Scan the listing below for "pixels", then report every line that has it.
▼▼▼
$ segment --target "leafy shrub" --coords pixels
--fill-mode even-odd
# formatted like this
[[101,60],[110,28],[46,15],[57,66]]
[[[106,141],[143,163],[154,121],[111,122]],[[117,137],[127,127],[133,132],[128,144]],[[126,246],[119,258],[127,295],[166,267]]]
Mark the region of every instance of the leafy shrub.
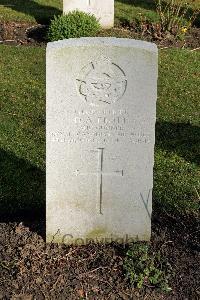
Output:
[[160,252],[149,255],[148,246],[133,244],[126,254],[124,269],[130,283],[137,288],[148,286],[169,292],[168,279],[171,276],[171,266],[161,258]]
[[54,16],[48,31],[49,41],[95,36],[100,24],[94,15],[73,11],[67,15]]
▲▲▲
▼▼▼
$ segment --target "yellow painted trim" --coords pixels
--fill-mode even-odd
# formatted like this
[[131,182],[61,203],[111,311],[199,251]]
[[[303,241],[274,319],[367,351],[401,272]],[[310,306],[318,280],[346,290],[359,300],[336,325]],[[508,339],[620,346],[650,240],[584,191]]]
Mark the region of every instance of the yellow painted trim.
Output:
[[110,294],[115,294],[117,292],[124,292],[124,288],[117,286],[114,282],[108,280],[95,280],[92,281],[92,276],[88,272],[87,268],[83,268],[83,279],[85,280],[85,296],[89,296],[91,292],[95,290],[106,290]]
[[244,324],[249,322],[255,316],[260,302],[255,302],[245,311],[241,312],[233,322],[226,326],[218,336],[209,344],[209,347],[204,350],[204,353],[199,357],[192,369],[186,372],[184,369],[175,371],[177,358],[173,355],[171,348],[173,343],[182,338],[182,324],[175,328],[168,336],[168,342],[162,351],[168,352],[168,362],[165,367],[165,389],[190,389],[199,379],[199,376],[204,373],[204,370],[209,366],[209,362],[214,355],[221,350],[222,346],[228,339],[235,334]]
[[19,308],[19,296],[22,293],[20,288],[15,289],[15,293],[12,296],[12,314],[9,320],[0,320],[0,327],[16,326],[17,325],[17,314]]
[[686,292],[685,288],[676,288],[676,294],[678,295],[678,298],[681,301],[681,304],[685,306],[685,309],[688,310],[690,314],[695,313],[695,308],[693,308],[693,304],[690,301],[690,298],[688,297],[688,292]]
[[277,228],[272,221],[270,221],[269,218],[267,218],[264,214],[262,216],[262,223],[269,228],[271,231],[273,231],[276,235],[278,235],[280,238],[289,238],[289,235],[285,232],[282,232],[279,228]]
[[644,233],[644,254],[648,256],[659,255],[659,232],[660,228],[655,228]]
▲▲▲
▼▼▼
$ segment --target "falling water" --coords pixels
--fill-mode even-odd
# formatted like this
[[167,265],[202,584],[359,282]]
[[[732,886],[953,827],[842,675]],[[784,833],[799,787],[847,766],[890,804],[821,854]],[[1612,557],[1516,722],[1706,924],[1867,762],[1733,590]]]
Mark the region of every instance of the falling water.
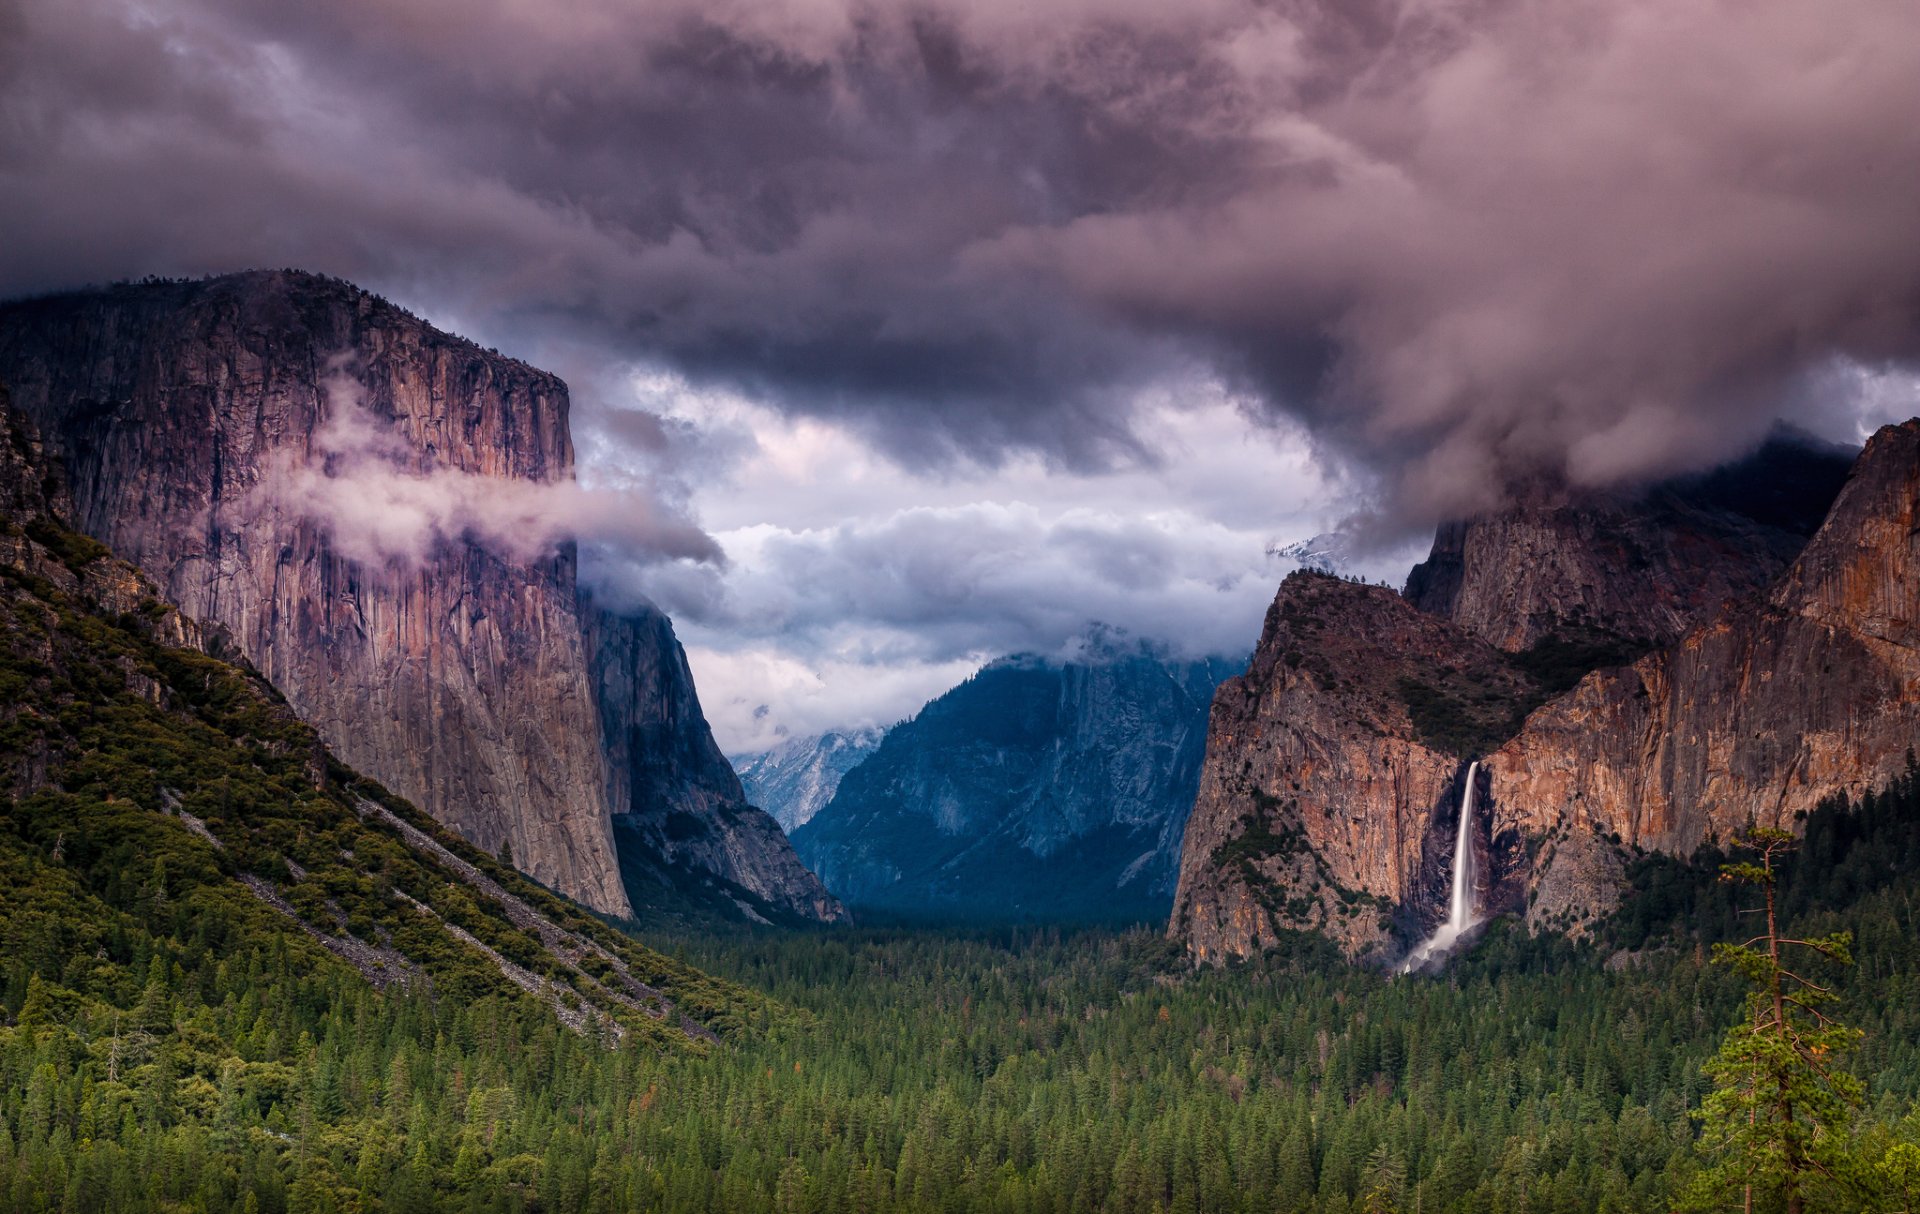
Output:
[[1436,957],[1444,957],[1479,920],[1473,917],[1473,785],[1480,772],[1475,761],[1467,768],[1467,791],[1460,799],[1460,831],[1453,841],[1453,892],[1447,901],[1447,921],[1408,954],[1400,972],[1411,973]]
▲▲▲
◆ ANSWER TO THE EXERCISE ◆
$ segment --target "leafy shrub" --coords pixels
$ segment --target "yellow painted trim" --coords pixels
$ segment --target "falling water" --coords pixels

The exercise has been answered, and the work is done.